__Directive__
Reproduce each of the items below word for word, keeping every line unchanged.

__Records supplied__
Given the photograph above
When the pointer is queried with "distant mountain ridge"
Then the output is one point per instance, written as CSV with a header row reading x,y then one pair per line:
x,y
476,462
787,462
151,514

__Result of this exercise__
Given the photograph above
When the pointer is queried with "distant mountain ridge"
Then the output is one point per instance, written as CSV with a header row reading x,y then one pair per line:
x,y
476,462
787,462
151,514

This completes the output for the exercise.